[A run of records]
---

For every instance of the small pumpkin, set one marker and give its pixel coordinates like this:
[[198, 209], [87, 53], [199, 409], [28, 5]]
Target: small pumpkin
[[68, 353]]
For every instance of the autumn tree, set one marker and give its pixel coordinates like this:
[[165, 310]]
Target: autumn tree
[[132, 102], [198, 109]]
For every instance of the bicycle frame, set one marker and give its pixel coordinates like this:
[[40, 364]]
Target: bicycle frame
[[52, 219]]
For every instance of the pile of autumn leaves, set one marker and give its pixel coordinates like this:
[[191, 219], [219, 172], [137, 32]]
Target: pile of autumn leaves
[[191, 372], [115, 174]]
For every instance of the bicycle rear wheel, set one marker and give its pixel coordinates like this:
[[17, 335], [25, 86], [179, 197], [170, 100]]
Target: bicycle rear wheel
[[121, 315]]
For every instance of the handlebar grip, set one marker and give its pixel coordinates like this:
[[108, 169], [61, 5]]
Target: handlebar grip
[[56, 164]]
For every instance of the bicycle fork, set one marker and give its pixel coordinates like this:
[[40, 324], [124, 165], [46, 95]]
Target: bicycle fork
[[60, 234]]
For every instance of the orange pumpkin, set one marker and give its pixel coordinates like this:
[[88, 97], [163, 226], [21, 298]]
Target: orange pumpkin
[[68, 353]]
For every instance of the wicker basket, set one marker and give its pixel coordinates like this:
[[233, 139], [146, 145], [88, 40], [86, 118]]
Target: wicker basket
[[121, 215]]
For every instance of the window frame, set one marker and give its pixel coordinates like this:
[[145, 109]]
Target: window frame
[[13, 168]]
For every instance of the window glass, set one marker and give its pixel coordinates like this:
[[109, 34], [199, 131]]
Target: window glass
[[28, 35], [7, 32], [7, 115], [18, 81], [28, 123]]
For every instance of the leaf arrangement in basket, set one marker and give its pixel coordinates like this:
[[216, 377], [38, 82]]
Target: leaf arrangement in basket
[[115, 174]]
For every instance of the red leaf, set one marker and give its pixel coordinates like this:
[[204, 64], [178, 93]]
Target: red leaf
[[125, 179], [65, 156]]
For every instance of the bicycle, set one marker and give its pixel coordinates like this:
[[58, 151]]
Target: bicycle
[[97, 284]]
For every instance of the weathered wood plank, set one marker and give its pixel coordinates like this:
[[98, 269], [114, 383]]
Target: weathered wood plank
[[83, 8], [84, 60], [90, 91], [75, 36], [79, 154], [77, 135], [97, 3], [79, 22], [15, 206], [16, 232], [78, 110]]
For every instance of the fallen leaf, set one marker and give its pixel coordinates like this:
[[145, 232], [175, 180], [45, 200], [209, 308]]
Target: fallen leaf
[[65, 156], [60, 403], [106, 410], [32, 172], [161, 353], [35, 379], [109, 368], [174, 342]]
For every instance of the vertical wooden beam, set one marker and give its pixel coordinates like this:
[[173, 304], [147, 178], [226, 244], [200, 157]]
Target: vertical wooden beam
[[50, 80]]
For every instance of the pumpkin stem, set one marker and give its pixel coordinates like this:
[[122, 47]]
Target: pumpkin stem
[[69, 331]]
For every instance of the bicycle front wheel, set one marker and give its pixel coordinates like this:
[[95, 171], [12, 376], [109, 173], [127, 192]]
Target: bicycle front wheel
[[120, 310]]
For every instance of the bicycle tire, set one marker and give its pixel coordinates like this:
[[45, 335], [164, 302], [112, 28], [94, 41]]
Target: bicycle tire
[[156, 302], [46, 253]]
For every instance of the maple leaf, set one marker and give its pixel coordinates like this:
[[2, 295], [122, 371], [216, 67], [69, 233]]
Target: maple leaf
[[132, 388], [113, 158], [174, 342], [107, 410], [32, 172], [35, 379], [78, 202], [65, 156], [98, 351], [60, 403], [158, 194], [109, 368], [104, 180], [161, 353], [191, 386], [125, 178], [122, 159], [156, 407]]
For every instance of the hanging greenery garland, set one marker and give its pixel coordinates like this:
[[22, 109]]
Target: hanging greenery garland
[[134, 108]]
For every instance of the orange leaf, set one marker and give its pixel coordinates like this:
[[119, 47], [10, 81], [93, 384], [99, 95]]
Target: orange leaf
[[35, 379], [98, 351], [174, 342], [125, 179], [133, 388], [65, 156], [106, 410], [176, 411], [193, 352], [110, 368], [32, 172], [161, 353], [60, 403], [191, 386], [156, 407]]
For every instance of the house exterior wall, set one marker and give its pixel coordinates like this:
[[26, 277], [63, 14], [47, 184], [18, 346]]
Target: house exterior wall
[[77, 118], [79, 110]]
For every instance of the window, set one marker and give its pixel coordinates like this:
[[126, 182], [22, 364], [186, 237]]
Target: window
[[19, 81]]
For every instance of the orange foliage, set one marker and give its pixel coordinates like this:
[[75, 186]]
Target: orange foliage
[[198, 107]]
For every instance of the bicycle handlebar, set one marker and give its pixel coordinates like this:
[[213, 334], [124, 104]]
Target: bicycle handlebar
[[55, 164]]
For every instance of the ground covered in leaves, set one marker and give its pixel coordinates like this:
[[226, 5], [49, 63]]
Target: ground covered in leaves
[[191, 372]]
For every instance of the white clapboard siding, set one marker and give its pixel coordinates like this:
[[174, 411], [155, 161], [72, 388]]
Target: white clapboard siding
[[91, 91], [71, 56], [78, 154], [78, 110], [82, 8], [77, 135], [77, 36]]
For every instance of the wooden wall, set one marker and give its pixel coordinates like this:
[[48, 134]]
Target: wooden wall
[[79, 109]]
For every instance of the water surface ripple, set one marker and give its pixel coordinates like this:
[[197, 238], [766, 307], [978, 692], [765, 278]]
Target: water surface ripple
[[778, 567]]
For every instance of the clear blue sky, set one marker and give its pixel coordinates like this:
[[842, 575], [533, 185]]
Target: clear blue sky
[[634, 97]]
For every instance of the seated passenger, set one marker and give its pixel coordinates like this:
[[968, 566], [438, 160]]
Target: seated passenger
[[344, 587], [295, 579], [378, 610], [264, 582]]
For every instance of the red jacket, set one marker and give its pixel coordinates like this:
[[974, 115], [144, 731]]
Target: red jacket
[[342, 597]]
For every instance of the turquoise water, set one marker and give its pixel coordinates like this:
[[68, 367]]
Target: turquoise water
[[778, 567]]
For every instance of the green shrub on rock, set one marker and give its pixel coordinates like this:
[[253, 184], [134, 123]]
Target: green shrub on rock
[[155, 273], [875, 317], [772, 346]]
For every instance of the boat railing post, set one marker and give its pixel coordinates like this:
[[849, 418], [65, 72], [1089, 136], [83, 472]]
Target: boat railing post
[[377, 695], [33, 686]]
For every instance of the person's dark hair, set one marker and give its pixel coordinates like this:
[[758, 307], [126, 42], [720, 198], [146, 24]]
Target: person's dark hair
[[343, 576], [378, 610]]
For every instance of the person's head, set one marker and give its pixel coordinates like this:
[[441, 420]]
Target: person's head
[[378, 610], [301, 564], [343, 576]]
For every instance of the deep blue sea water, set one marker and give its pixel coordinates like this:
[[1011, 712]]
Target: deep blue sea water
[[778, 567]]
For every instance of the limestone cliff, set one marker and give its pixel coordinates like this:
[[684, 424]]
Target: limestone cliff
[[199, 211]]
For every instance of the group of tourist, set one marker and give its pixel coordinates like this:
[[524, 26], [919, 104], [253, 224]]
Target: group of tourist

---

**TASK GOAL**
Exactly as written, give again every line from the one containing "For every instance of the boat" through the last line of the material above, and no other lines.

**EXPECTED ANSWER**
For every instance of the boat railing post, set one marker and give its pixel coordinates like this:
[[849, 418], [65, 72], [1089, 136], [83, 472]]
Target: boat railing post
[[377, 695], [33, 686]]
For every instance of the person's dark hair, set one marker and give its pixel coordinates like this:
[[758, 307], [126, 42], [720, 198], [146, 24]]
Target: person's dark hair
[[343, 576], [378, 610]]
For every instance of the person's head, set one marker and give its pixel coordinates like this:
[[441, 420]]
Target: person's head
[[378, 610], [301, 564], [343, 576]]
For every instance of the deep blue sea water, set one marker and give its pixel coordinates like this:
[[1011, 712]]
Target: deep blue sea water
[[778, 567]]
For every instance of the limestone cliff, set one marker and give its pixel coordinates like this:
[[684, 424]]
Target: limestone cliff
[[199, 211]]
For every instance of the group of tourist, set one marker and give its pixel coordinates like this:
[[524, 26], [919, 104], [253, 224]]
Target: group of tourist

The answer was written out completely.